Re: itty bitty gas turbine on a chip

eunometic_at_yahoo.com.au
Date: 01/14/05


Date: 13 Jan 2005 19:42:21 -0800


Al Montestruc wrote:
> See the article:
>
>
> http://radio.weblogs.com/0105910/2004/10/19.html
>
>
>
> ----------quote-----------
> "In the foreseeable future, Epstein expects, his tiny turbines will
> serve as a battery replacement, first for soldiers and then for
> consumers. But he has an even more ambitious vision: that small
> clusters of the engines could serve as home generating plants,
freeing
> consumers from the power grid, with its occasional black- and
> brownouts. The technology could be especially useful in poor
countries
> and remote areas that lack extensive and reliable grids for
> distributing electricity."

**Data entries:**
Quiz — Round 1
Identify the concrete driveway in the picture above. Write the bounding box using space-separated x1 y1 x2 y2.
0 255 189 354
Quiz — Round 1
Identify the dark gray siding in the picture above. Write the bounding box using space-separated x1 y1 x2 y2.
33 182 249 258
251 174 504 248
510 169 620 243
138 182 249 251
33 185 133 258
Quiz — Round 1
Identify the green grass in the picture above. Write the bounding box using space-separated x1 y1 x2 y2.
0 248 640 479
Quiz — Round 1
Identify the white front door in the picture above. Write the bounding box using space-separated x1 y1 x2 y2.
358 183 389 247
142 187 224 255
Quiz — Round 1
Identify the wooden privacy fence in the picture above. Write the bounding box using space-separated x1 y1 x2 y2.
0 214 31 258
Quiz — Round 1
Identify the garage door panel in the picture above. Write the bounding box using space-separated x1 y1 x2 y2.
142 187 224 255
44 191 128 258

**What to work on:**
For each statement, say whether it agrees with the newsgroup post. Answer yes or no, and quote the deciding words.
(a) The turbines are expected to replace batteries for soldiers first.
(b) Al Montestruc is named as the developer of the tiny turbines.
(c) Small clusters of the engines are envisioned as home generating plants.
The data has no connection to the newsgroup post.

**Task result:**
(a) Yes: "serve as a battery replacement, first for soldiers"
(b) No: "Epstein expects, his tiny turbines will"
(c) Yes: "clusters of the engines could serve as home generating plants"